Task brief:
Please copy the data below word for word, starting at the line that contains "gown in the photo above." and continuing through the end of the data. Give only those lines.
# Stored data start
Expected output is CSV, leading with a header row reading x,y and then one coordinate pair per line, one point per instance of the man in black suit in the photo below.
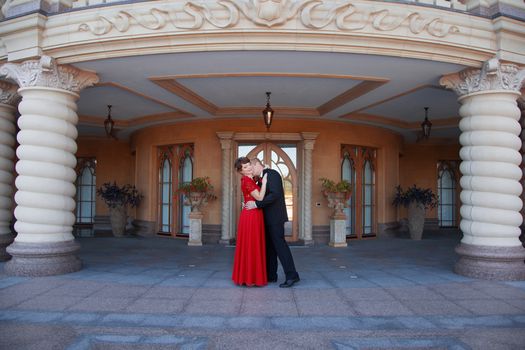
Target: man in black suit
x,y
274,209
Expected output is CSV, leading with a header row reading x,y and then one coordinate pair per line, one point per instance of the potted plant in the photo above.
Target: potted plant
x,y
337,195
417,200
118,198
197,192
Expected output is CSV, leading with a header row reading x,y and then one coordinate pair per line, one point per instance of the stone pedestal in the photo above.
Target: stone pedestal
x,y
490,182
195,229
45,182
337,231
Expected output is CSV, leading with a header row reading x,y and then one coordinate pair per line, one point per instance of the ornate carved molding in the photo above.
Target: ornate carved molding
x,y
313,14
8,94
47,73
492,76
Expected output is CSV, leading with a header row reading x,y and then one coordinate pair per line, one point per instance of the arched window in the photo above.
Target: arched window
x,y
358,168
165,195
186,175
86,185
447,194
368,198
175,166
348,174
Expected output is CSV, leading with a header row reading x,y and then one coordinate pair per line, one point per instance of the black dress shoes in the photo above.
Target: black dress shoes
x,y
289,283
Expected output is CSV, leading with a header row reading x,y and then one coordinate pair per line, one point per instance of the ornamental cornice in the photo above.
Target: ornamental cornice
x,y
8,94
492,76
45,72
347,16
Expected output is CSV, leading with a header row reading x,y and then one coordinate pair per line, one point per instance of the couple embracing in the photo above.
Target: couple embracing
x,y
260,233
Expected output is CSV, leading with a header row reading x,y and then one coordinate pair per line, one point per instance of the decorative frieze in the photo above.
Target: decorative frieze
x,y
312,14
492,76
8,94
45,72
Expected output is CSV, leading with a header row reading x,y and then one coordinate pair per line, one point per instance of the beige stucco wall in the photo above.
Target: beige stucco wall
x,y
114,163
418,165
136,161
326,157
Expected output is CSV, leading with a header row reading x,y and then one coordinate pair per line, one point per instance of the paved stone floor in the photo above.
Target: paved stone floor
x,y
158,293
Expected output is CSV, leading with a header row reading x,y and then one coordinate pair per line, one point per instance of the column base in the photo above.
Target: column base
x,y
230,241
307,242
43,259
491,263
338,244
5,240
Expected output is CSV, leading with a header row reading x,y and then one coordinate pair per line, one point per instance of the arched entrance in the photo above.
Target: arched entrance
x,y
281,157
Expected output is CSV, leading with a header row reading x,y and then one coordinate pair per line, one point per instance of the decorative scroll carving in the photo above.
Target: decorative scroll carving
x,y
46,72
8,94
492,76
314,14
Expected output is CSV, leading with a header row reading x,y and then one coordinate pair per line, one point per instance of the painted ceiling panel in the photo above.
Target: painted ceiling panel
x,y
250,91
410,107
126,105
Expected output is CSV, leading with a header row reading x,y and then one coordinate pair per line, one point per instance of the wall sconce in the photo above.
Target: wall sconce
x,y
109,123
426,125
268,112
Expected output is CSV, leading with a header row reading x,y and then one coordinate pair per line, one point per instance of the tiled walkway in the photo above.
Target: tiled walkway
x,y
158,293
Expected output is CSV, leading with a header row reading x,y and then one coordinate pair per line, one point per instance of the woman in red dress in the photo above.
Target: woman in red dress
x,y
249,265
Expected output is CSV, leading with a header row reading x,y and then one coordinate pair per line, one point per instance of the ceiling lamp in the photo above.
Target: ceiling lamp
x,y
426,125
268,112
109,123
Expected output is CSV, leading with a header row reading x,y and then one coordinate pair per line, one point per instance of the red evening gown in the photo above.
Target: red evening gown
x,y
249,265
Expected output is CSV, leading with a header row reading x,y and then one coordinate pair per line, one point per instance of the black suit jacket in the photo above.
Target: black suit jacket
x,y
273,205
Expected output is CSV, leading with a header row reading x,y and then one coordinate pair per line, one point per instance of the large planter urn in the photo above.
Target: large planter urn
x,y
118,219
197,201
337,201
416,220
# Stored data end
Exercise answer:
Expected output is CSV, leading with a header row reading x,y and then one coordinate pair per line, one point per instance of the red evening gown in the photo above.
Target: red evening gown
x,y
249,265
Expected output is CSV, leading with a header row reading x,y and then one coordinate pair per line, one point per instance of the black suit jacket in the photo above.
Target: black suit jacket
x,y
273,205
Expected output is CSV, leading with a header row reading x,y and then one coordinate pair per line, one point per instance of the large planter urn in the photo above.
Target: large planter urn
x,y
118,219
197,201
337,201
416,220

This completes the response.